Text shown:
▽

Saturday, August 21, 2010

Part of that world

Yesterday I learned that the labor nurses have a nickname for me.

When I first heard this, I thought, "Yikes. Nothing good comes from this." What was it? I thought I had really good rapport with them, at least with the day team whom I've really enjoyed working with this year. Was it something mean? Patronizing? Something to put me in my place, take the resident down? I had not seen this coming.

Turns out, it was none of the above.

You see, they have started referring to me as "Ariel." A few months ago I died my hair red (the goal was Addison Shepherd red...this also works as Ariel red). And on the labor floor I wear green snakeskin (?fishscale) Dansko clogs. Thus...Ariel. And, to quote Donna, the labor nurse who told me about my new name, "because I'm so sweet." Awwwwww!



I'll definitely take that. And I don't think the seashell bra would really be appropriate on the labor floor.

Wednesday, August 4, 2010

Gratifying

Can I just say, it's really, really awesome when a patient wants to take a picture of you holding her newborn before she goes home from the hospital? I delivered her baby and tied her tubes, and she couldn't be happier. This is a truly amazing job.

△

Material shown:
▽

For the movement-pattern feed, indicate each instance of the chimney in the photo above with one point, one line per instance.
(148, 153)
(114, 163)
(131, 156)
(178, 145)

△

Complete the following:
[1] In the blog posts, what nickname have the labor nurses given the writer?
[2] Pick up the blog posts right after their final sentence and keep writing.
The items above are separate material from the blog posts.

Outputs in order:
[1] Ariel.

[2]
Sunday, August 1, 2010

Glycemic control

Sometimes I feel like a small child on call. For example, when I look back on the night and realize my PO intake consisted primarily of:

-apple juice (from the labor floor juice machine "for patients only")
-graham crackers (from the ER cracker box - saltines or graham, take your pick)
-peanut butter M&Ms (from the triage nurse who said I "look like I need some food")

Good thing I'm not diabetic. Oh, yeah, I also had french fries for lunch. Because I got down to the cafeteria after the "real food" was finished, and I had the forethought to realize that a salad just was not going to cut it. One of the silver linings of calls like last night is you feel totally justified in the amount of junk you eat. M&Ms and all, I still didn't get enough calories to make up for a) my basal requirements or b) my running around like a crazy woman. I need to hire someone to spoon feed me mac and cheese while I write notes or I'm going to whither away.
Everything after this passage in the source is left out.